> [Exercise description]:
Answer these questions from the deficit article:
(a) What deficit do U.S. budget scorekeepers now predict for 2010?
(b) What does the article call the Congressional Budget Office in relation to Congress?
(c) What debt-to-GDP ratio does the CBO expect by 2020?

[Opening Extract section]

Deficit Forecast Masks True Scope of Problem

If America ran its books more like a business, the real state of its finances would be clearer. U.S. budget scorekeepers now predict a $1.34 trillion deficit for 2010, a tad less than forecast in March. Still, it’s an enormous gap. And the headline number lowballs the shortfall.

To be fair, the Congressional Budget Office does its best. The unit is the closest thing associated with Congress to an independent and impartial fiscal judge. As the debate over the costs of healthcare reform showed, the CBO’s analysis affects not only public perception of policy but also its substance.

Yet the CBO still operates under rules set by Congress. And those constraints, whether by design or chance, result in an undeservedly rosy U.S. budget picture. For instance, the CBO calculates that the federal government will run up an additional $6.2 trillion in debt by 2020, raising the U.S. debt-to-GDP ratio to about 69 percent — a high but perhaps tolerable level.

[Closing Extract section]
[Opening Information provided section]

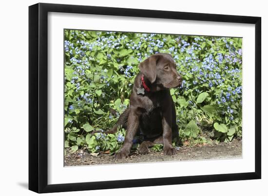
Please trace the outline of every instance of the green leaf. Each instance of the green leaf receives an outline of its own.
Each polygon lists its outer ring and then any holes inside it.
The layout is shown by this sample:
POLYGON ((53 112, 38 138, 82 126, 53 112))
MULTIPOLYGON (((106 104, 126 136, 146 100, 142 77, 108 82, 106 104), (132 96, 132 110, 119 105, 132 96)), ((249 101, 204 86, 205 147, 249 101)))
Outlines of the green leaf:
POLYGON ((196 102, 198 103, 202 103, 204 100, 209 96, 209 94, 208 93, 204 92, 202 93, 198 96, 197 99, 196 99, 196 102))
POLYGON ((67 137, 70 140, 76 141, 77 141, 77 133, 71 132, 68 134, 67 137))
POLYGON ((93 110, 94 111, 94 113, 95 113, 97 114, 105 114, 104 112, 103 112, 100 109, 99 109, 98 110, 96 110, 95 109, 94 109, 93 110))
POLYGON ((204 112, 210 114, 212 114, 217 111, 216 110, 216 107, 212 105, 206 105, 201 108, 204 112))
POLYGON ((97 82, 99 81, 100 78, 100 76, 99 75, 95 74, 94 75, 93 81, 94 81, 95 82, 97 82))
POLYGON ((92 135, 90 133, 88 133, 86 136, 86 142, 87 144, 90 142, 90 138, 91 138, 92 135))
POLYGON ((84 129, 87 132, 90 132, 94 130, 94 129, 88 123, 87 123, 83 125, 82 128, 84 129))
POLYGON ((100 96, 101 95, 101 93, 102 93, 102 91, 101 91, 101 90, 96 90, 95 91, 95 93, 98 95, 98 97, 100 96))
POLYGON ((177 101, 181 107, 187 107, 189 105, 189 102, 186 101, 185 98, 180 97, 177 99, 177 101))
POLYGON ((227 127, 225 124, 219 124, 217 122, 214 123, 214 128, 218 131, 221 132, 222 133, 226 133, 228 131, 227 127))
POLYGON ((229 129, 228 130, 228 132, 227 133, 227 135, 229 136, 232 136, 234 134, 235 132, 235 128, 234 127, 232 127, 230 129, 229 129))
POLYGON ((201 44, 201 48, 203 49, 206 46, 206 42, 203 42, 201 44))
POLYGON ((68 140, 65 140, 64 142, 64 147, 69 147, 69 142, 68 140))
POLYGON ((199 128, 195 123, 194 120, 192 120, 186 125, 185 131, 187 135, 196 137, 199 133, 199 128))
POLYGON ((129 53, 131 53, 132 52, 132 49, 121 49, 119 52, 119 57, 123 57, 125 56, 126 56, 128 54, 129 54, 129 53))
POLYGON ((113 76, 113 69, 109 69, 107 72, 107 76, 109 78, 111 78, 113 76))
POLYGON ((72 147, 72 151, 75 152, 77 150, 78 150, 78 146, 76 145, 76 146, 73 146, 72 147))

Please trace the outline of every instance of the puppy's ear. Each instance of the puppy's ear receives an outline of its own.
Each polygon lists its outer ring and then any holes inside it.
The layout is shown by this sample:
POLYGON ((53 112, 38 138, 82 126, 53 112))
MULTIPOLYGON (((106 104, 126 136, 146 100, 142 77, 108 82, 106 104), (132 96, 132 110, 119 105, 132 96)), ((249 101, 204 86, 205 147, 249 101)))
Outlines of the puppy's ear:
POLYGON ((158 59, 158 56, 153 55, 141 62, 139 65, 140 71, 151 83, 153 83, 156 79, 156 62, 158 59))

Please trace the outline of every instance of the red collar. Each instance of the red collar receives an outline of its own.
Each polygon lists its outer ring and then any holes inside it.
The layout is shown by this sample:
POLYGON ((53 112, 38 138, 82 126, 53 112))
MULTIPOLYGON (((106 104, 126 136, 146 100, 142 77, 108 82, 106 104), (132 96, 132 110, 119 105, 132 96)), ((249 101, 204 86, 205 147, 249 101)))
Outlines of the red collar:
POLYGON ((145 89, 146 91, 150 92, 150 88, 147 86, 145 83, 145 82, 144 81, 144 75, 143 74, 142 74, 141 75, 141 85, 143 86, 143 88, 144 88, 144 89, 145 89))

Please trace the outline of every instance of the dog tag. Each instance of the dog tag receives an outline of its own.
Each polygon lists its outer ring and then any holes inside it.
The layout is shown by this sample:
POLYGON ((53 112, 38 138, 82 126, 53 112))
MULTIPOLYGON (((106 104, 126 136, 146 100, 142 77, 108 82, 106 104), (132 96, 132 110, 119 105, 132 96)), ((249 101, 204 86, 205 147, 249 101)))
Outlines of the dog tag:
POLYGON ((136 88, 136 89, 137 89, 137 94, 144 95, 144 88, 136 88))

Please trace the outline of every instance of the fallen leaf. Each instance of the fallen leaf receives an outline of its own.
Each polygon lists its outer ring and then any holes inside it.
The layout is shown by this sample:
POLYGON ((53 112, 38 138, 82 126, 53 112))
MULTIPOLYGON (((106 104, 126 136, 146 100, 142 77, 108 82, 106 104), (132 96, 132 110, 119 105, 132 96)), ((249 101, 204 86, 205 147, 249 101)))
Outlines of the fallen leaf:
POLYGON ((99 154, 99 152, 92 152, 91 153, 90 153, 90 155, 92 155, 92 156, 94 156, 95 157, 96 157, 97 156, 98 156, 99 154))

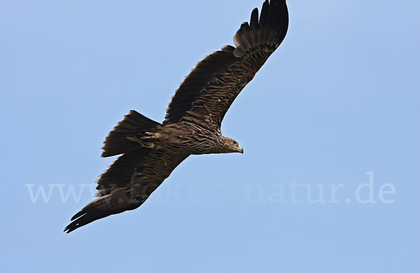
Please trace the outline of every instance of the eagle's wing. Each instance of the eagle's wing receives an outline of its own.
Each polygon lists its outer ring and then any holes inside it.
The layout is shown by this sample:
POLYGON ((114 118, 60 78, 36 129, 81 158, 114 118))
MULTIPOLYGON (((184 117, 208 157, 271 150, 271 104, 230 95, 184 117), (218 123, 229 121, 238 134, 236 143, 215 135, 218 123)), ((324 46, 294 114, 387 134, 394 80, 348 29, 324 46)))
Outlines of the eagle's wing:
POLYGON ((283 41, 288 26, 285 0, 266 0, 258 21, 251 21, 234 36, 237 48, 225 46, 197 64, 172 97, 164 123, 186 120, 220 126, 226 111, 245 85, 283 41))
POLYGON ((136 209, 188 155, 141 148, 120 156, 98 179, 99 197, 76 214, 64 232, 136 209))

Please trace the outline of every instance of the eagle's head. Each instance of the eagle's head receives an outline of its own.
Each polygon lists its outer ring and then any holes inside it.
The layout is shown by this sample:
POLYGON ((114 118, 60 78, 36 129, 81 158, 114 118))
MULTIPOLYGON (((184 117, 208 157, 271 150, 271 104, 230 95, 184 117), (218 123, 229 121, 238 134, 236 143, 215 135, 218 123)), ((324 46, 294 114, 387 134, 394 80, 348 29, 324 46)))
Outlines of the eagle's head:
POLYGON ((223 153, 244 153, 244 149, 234 139, 223 136, 223 153))

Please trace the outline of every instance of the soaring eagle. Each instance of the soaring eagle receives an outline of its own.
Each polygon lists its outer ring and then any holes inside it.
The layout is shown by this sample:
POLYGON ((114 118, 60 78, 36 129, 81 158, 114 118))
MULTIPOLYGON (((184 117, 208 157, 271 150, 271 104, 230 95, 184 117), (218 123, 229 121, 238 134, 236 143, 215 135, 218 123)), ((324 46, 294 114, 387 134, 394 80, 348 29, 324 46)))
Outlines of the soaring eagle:
POLYGON ((109 133, 102 157, 121 155, 98 181, 98 198, 64 232, 138 208, 190 155, 244 153, 220 125, 241 90, 281 43, 288 26, 286 0, 265 0, 225 46, 200 62, 175 92, 164 120, 132 110, 109 133))

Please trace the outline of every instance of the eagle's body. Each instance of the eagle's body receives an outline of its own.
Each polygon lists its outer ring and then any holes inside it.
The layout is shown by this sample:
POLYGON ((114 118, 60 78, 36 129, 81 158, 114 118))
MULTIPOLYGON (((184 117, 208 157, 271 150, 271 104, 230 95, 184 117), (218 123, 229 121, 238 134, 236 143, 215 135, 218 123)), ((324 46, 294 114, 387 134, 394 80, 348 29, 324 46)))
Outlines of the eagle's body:
POLYGON ((285 0, 266 0, 258 20, 243 23, 225 46, 197 64, 175 92, 162 123, 131 111, 109 133, 103 157, 120 155, 97 181, 99 197, 71 218, 64 231, 139 207, 190 155, 243 153, 220 125, 241 90, 284 38, 285 0))

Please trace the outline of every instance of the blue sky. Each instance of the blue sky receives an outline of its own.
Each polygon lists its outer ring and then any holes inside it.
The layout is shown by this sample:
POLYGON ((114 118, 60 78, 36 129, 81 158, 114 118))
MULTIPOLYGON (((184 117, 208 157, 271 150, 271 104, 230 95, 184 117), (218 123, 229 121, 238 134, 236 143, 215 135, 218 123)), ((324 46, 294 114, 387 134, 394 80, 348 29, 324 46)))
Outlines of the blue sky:
POLYGON ((162 121, 261 4, 0 1, 1 272, 419 272, 414 0, 289 1, 223 121, 244 154, 192 156, 139 209, 62 232, 108 132, 130 109, 162 121))

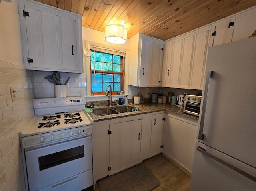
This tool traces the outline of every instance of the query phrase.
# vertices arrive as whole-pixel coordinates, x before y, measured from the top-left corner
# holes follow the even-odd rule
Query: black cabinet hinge
[[[233,22],[230,21],[228,24],[228,28],[230,28],[231,26],[234,26],[234,25],[235,25],[235,23],[234,21]]]
[[[29,17],[29,13],[28,12],[27,12],[26,11],[25,11],[24,10],[23,10],[23,17],[25,17],[26,16]]]
[[[216,31],[214,31],[213,33],[212,33],[212,36],[215,36],[216,35]]]
[[[30,63],[31,62],[33,62],[34,61],[32,58],[28,58],[28,63]]]

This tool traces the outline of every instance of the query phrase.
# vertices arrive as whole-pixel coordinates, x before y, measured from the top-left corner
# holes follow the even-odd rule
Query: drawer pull
[[[222,163],[223,165],[225,165],[227,167],[229,167],[232,169],[233,170],[236,171],[237,172],[238,172],[239,174],[242,175],[246,177],[247,178],[248,178],[249,179],[250,179],[252,181],[254,181],[256,182],[256,178],[254,176],[252,176],[250,174],[249,174],[248,173],[245,172],[244,171],[240,169],[239,169],[238,168],[237,168],[235,166],[233,166],[231,164],[230,164],[228,163],[227,163],[226,161],[224,161],[223,160],[218,158],[218,157],[214,156],[213,155],[212,155],[210,153],[208,153],[206,152],[204,148],[201,147],[198,147],[196,148],[196,150],[200,152],[201,152],[203,154],[205,154],[206,156],[208,156],[210,158],[212,158],[214,160],[216,160],[216,161],[219,162],[219,163]]]

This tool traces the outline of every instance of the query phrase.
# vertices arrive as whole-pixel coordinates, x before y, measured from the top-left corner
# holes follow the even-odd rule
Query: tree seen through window
[[[114,94],[123,89],[124,57],[93,50],[92,52],[91,87],[95,95],[104,93],[108,84]]]

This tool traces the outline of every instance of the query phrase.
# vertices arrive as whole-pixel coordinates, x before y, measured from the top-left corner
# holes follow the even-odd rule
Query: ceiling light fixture
[[[107,25],[105,39],[111,44],[124,44],[127,39],[127,29],[122,25],[112,24]]]

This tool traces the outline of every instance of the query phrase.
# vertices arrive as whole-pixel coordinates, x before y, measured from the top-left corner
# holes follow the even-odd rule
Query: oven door
[[[90,134],[25,149],[30,191],[37,190],[91,169],[92,152]],[[74,182],[68,182],[72,184]],[[92,181],[88,186],[92,185]]]
[[[199,116],[200,105],[199,104],[185,101],[183,112],[196,116]]]

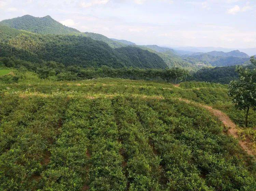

[Closing Information provided section]

> [Your response]:
(a) A $1.34 trillion deficit.
(b) The closest thing associated with Congress to an independent and impartial fiscal judge.
(c) About 69 percent.